■ Task 1
State how many lines of the listing contain the word "pole".

■ Excerpted passage
%%

When the perf record used -g, then -g can be used in perf report to show the breakdown. By default it groups the functions, including the functions it calls, as below.

perf report -i mysql-5.7.28-event_run2_warmup_run1.g.perf

In MySQL, as expected, most significant CPU load is in the threads. Most of the time this is a user connection, under the handle_connection function, which parses and executes the SQL. In different situations you might see innodb background threads, or replication threads: understanding which thread is causing the load is important at a top level. Then, to continue analysis, use the perf report –no-children option. This will show approximately the same as the non-g recording, however it will provide the mechanism of being able to hit Enter on a function to show all the call stacks that go to that particular function.

%%

■ Task 2
Rewrite the passage on perf report from "In MySQL, as" to "that particular function.", replacing "top level" with "high level".

■ Exercise material
%%

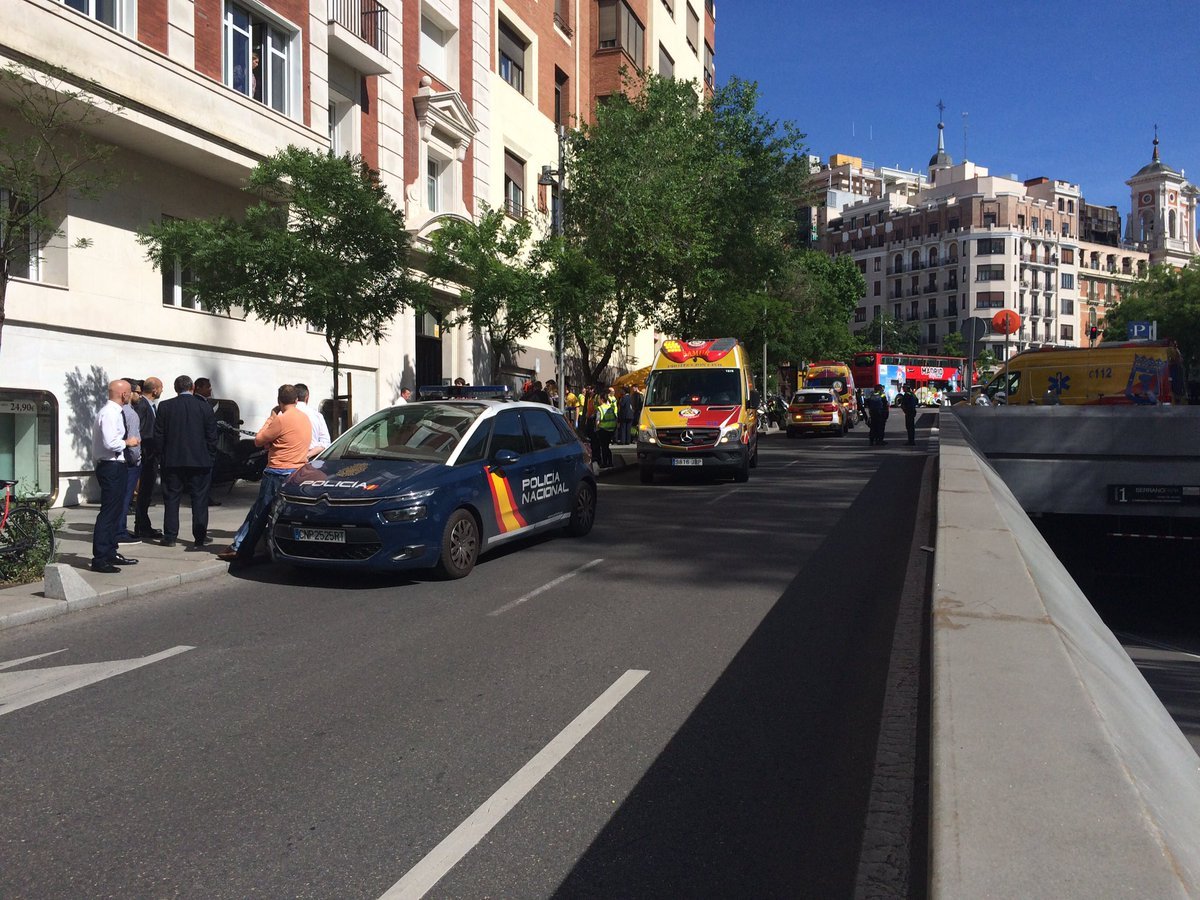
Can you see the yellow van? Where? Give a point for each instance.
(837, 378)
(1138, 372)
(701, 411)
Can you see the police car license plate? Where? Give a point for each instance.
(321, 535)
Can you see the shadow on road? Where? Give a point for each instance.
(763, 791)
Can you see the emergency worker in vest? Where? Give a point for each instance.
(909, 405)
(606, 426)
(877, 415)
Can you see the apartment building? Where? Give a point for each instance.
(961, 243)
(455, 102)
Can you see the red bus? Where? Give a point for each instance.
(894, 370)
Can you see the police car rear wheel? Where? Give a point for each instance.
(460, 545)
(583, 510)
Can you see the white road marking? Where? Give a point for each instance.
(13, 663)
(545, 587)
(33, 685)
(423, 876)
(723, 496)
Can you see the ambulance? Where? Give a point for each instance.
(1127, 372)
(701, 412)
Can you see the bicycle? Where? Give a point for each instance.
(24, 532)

%%
%%

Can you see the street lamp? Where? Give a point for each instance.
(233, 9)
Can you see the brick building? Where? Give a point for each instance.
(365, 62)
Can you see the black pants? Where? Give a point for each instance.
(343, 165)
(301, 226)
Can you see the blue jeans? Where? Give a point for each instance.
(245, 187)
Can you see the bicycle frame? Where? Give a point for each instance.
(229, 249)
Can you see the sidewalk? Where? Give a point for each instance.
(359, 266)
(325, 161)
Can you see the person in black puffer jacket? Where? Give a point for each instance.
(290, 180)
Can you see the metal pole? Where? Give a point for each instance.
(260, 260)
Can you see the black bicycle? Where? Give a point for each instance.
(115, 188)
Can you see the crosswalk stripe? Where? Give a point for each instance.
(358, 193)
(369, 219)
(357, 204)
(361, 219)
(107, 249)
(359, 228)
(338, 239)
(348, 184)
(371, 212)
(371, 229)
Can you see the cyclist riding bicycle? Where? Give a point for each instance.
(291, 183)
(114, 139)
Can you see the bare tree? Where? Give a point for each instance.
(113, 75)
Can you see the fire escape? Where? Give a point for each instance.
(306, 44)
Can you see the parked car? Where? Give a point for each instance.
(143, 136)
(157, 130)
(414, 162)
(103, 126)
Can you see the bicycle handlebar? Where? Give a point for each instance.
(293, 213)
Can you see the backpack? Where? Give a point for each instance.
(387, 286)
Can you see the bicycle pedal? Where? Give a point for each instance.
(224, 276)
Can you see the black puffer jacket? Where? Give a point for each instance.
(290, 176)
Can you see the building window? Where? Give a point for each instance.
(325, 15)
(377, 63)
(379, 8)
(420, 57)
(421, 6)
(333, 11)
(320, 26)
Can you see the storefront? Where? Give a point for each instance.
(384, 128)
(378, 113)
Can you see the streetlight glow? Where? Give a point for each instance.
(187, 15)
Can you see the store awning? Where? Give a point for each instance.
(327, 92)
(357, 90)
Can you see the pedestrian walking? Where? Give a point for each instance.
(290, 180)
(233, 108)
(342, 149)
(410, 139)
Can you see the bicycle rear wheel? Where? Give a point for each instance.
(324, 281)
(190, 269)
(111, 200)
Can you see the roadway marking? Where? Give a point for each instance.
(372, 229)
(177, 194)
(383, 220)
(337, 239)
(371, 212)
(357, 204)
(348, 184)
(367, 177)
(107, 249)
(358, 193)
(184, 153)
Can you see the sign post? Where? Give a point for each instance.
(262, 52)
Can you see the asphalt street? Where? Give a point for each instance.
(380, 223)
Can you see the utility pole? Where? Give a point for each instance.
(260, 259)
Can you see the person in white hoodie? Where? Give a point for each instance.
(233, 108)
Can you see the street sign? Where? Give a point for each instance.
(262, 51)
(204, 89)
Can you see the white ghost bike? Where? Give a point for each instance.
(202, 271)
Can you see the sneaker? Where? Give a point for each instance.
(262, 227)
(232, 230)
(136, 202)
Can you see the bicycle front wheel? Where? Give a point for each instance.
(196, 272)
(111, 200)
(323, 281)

%%

■ Result 1
2

■ Result 2
In MySQL, as expected, most significant CPU load is in the threads. Most of the time this is a user connection, under the handle_connection function, which parses and executes the SQL. In different situations you might see innodb background threads, or replication threads: understanding which thread is causing the load is important at a high level. Then, to continue analysis, use the perf report –no-children option. This will show approximately the same as the non-g recording, however it will provide the mechanism of being able to hit Enter on a function to show all the call stacks that go to that particular function.